## TASK OBJECTIVE:
According to the article about the shark house, what is the address of the shark house?

··· READING PASSAGE ···

The 34-year-old told Nottinghamshire Live: “My dad was living in a cinema he owned across the road called the Moulin Rouge.
“Him, John and their friends had put up these sculpted Can Can legs on top of the house, but then the council at the time said ‘no’, so politely asked them to be removed, and, ultimately, forced them to be taken down.
“So there has been an ongoing battle with the council about public art and what you can and cannot put on display on a property you own.”
Dr Hanson-Heine said that the shark also represents a stance against war, and that his dad came up with this idea after reading a newspaper one morning about the bombing in Tripoli.
“On his first night in the house he was awoken by planes flying very low overhead,” he added.
“In the morning he learned about the bombing, and obviously he has just moved into this new house and had this sense of stability and safety, but he was seeing all these images in the paper of the houses that had been destroyed.
“So those two things came together – and anti-war and anti-bombing protest on the one hand, and a stance against censorship on the other hand.”
After his dad sadly passed away in 2019, Dr Hanson-Heine is determined to stand up for his father’s legacy.
“We have got an unending influx of people coming down to take photos in front of the house – and it has been like that for 40 years,” he added.
“It is amazing to see – I would say that it became a landmark.”
Dr Hanson-Heine does not currently live in the house and is instead renting it as an Airbnb.
“When I first tried to rent it, I had great trouble because people do not want to live like that – everyone is taking pictures of the shark so it clearly puts some people off,” he said.
“But I suspect it attracts other people too – people can actually come in and rent the place and be very close to it in the near future.”
The council is now asking residents to comment on 17 potential new additions to the Oxford Heritage Asset Register.
One of the proposed sites includes the shark house at 2 New High Street, Headington.
“The public consultation did not actually have the option to say ‘no’,” Dr Hanson-Heine added.
“It only had two real questions. One was ‘is our description of the property correct’ which it was, and the other question they asked is ‘does the property bring value to the area’ , which I think very few people would disagree with .
“I think it does bring value to the area objectively. But there was no actual question or space for you to say that it should not be lifted.
“So they, their consultation was again, effectively lacking the option to really object it.
“It’s very ironic, that’s how they went about doing that when the sculpture was a protest against censorship.”
He explained he did receive a letter before the public consultation, as part of the process.
But he said he didn’t receive a letter, and wasn’t approached, before the council started the listing process.
Dr Hanson-Heine has now submitted a formal complaint to Oxford City Council.
Asked about what he thinks now that his dad would want, the heartbroken son said: “I really wish he would have let me know.
“We spoke very briefly about it before he died – he had cancer.”
Dr Hanson-Heine said he and his dad had previously discussed different views – in terms of what might happen following the initial battle with the council.

··· DATA RECORDS ···

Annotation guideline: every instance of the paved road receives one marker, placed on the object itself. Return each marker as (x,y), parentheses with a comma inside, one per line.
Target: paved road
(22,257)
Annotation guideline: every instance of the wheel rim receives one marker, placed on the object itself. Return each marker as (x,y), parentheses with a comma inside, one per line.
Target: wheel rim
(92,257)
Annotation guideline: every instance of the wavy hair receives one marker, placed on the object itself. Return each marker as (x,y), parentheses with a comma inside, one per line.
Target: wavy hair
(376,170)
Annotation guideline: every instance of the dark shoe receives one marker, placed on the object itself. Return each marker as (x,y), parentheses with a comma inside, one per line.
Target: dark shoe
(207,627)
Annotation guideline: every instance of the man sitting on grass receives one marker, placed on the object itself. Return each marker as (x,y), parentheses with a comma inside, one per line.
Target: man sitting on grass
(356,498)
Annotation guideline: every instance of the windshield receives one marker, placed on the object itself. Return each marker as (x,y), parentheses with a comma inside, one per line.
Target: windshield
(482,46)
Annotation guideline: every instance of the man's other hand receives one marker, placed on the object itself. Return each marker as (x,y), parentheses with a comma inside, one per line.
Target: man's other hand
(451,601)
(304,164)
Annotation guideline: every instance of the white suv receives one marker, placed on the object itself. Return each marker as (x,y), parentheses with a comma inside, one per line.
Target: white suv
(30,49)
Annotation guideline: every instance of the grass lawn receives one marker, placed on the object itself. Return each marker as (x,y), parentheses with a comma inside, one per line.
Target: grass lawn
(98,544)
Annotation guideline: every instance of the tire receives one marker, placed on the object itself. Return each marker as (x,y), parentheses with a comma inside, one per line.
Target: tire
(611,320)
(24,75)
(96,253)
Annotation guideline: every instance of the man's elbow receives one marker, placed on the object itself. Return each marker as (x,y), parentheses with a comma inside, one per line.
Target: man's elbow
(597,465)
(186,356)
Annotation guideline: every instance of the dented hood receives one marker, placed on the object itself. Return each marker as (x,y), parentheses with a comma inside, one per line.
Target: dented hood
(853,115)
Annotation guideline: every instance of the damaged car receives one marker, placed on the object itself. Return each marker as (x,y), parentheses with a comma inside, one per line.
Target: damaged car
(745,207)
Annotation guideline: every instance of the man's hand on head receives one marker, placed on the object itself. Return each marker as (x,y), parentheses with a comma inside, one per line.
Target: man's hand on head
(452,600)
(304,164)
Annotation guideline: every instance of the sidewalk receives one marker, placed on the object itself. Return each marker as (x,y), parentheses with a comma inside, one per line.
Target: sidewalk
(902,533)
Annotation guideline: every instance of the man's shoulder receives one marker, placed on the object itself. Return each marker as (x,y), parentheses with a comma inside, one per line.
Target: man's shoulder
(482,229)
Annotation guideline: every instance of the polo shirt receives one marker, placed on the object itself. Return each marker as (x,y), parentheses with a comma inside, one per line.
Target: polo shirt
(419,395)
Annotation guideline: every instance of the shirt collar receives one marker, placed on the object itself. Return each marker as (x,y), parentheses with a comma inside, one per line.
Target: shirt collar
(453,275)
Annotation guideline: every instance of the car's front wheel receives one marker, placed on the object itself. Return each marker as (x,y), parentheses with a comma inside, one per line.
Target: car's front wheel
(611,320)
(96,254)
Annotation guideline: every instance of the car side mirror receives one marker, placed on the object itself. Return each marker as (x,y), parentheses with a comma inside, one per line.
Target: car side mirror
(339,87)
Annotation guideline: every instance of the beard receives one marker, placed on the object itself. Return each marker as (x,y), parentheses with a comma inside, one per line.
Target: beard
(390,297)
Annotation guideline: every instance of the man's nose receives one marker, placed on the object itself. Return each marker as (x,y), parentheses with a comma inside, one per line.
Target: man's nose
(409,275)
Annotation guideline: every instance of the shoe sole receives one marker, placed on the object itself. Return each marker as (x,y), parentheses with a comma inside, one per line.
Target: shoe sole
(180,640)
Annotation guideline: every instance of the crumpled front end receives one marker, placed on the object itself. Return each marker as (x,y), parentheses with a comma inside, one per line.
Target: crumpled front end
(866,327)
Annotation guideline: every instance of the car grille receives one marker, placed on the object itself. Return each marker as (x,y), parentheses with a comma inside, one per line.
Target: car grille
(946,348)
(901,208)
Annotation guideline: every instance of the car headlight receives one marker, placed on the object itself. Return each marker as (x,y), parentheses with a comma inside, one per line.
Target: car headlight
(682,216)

···

## SOLUTION FOR THIS EXERCISE:
2 New High Street, Headington.